Your task ▸ In the pacemaker text provided, what minimum distance should be kept between an induction hob and a pacemaker?

Excerpt provided ▸
□ □ □ □ □ □ □

Signs that your pacemaker isn't working as it should or you have developed an infection or blood clot include:
Contact your GP or cardiologist as soon as possible for advice if you experience any of these problems after having a pacemaker fitted.
Anything that produces a strong electromagnetic field, like an induction hob, can interfere with a pacemaker.
Most common household electrical equipment, such as hairdryers and microwave ovens, won't be a problem, as long as you use them at least 15cm (6 inches) away from your pacemaker.
If you have an induction hob, keep a distance of at least 60cm (2ft) between the stove top and your pacemaker.
If this is a problem, you may want to consider replacing the appliance with something more suitable.
If you feel dizzy or feel your heart beating faster while using an electrical appliance, simply move away from it to allow your heart beat to return to normal.
Read on for some advice on using common electrical devices.
It's safe to use a mobile phone, but make sure you keep it more than 15cm (6 inches) from your pacemaker. Use a headset or the ear on the opposite side to the pacemaker.
Walking steadily through an anti-theft detector in a shop doorway shouldn't affect your pacemaker, but don't stand too close to this type of security device for long.

□ □ □ □ □ □ □

Material shown ▸
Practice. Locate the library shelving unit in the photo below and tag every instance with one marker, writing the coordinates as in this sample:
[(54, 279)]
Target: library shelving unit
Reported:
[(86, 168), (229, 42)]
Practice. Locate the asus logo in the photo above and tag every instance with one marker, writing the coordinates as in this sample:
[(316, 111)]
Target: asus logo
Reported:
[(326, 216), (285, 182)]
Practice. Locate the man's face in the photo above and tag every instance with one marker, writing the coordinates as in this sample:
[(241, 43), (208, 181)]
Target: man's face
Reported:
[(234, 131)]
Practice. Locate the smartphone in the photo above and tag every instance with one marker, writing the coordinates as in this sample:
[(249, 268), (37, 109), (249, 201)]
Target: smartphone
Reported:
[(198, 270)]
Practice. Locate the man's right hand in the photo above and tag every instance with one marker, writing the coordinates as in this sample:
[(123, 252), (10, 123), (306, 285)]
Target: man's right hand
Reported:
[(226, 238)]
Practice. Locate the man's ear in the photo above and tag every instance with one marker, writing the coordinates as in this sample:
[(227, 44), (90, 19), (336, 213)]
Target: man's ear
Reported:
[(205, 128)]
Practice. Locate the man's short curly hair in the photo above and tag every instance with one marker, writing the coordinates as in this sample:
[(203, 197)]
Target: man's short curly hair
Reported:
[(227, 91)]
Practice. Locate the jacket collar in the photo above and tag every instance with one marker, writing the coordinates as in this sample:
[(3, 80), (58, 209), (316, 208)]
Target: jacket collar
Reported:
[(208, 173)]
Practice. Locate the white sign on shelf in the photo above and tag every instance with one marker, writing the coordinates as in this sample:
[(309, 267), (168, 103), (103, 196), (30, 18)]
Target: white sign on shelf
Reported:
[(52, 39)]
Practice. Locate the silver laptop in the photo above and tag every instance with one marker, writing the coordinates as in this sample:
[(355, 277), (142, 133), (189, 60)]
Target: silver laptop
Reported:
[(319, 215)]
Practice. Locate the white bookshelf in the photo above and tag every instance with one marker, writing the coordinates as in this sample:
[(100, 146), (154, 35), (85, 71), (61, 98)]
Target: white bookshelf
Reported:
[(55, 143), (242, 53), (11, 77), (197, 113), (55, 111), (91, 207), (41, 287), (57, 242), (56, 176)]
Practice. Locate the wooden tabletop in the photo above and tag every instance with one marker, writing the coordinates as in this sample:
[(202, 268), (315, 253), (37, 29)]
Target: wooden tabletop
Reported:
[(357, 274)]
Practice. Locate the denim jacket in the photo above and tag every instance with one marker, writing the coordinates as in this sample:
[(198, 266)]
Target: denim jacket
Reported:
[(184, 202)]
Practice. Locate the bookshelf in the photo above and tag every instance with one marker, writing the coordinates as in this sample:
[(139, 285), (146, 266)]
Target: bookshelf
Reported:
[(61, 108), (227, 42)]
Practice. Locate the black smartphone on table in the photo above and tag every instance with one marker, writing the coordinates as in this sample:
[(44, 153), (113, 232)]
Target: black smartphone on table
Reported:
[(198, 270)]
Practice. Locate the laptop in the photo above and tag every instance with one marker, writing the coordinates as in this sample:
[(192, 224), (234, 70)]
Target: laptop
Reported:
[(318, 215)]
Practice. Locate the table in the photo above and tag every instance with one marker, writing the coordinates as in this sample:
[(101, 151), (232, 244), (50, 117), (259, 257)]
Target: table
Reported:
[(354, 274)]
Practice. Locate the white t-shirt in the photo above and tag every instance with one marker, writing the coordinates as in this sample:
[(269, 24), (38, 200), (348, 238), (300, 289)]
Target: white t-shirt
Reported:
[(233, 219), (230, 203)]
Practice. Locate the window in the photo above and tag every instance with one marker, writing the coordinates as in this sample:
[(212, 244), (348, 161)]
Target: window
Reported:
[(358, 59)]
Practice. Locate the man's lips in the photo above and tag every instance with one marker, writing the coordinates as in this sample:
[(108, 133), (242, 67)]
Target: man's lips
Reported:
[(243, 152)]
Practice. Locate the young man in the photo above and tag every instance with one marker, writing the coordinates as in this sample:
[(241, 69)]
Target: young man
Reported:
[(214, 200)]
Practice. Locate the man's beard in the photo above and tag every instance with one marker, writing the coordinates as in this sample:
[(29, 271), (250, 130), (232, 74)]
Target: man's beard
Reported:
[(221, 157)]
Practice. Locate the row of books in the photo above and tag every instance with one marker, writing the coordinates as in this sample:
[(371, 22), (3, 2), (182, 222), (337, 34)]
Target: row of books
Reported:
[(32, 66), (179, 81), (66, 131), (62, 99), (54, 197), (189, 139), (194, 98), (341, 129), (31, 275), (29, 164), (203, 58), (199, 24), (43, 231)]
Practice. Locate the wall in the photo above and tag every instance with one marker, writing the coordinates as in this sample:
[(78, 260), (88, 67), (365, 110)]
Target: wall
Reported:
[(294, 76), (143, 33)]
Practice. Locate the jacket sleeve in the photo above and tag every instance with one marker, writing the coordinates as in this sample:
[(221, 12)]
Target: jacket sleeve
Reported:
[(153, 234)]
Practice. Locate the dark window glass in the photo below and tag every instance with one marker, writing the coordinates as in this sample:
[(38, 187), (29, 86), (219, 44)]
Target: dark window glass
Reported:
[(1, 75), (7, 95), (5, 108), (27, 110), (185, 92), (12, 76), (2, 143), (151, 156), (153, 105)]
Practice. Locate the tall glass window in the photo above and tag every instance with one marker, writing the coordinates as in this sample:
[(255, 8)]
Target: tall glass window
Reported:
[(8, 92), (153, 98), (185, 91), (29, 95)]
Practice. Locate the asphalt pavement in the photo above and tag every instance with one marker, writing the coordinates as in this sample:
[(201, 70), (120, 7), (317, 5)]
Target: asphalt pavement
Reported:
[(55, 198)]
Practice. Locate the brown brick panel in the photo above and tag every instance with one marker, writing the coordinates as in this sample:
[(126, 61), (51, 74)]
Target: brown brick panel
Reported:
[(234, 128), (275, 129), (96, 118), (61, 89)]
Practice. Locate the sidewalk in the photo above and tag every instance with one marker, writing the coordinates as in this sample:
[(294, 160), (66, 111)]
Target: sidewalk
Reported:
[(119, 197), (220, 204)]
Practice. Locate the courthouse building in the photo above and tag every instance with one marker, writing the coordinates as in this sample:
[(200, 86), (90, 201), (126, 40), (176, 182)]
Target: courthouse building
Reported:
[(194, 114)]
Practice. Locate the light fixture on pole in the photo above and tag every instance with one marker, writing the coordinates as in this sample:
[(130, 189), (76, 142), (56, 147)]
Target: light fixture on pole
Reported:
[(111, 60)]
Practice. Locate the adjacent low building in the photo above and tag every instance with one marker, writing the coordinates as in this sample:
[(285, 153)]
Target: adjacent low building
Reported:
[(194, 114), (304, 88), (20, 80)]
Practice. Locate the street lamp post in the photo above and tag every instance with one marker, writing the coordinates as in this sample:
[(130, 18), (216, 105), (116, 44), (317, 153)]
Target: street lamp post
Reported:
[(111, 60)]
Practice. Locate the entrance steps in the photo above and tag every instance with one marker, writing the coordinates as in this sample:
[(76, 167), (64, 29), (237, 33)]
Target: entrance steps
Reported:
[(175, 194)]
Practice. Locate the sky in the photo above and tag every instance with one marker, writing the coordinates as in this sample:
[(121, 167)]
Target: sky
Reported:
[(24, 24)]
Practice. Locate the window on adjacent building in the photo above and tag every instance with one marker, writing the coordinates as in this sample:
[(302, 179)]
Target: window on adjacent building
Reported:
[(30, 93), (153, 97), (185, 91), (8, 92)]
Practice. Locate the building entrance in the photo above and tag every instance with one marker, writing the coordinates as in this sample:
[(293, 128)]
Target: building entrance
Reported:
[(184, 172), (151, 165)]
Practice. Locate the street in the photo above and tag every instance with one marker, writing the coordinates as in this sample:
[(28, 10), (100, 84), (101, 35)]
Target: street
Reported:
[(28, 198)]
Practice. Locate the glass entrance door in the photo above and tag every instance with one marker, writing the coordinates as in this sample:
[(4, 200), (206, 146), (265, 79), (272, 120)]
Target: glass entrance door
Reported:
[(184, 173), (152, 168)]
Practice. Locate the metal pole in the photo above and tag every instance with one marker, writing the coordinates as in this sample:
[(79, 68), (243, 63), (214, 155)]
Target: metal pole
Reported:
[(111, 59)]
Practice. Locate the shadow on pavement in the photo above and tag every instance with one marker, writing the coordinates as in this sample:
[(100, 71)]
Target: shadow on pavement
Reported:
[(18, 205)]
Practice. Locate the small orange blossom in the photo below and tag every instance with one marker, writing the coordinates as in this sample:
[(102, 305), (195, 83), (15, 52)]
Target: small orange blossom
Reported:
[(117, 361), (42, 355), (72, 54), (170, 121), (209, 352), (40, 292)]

□ □ □ □ □ □ □

Output of the exercise ▸ At least 60cm (2ft).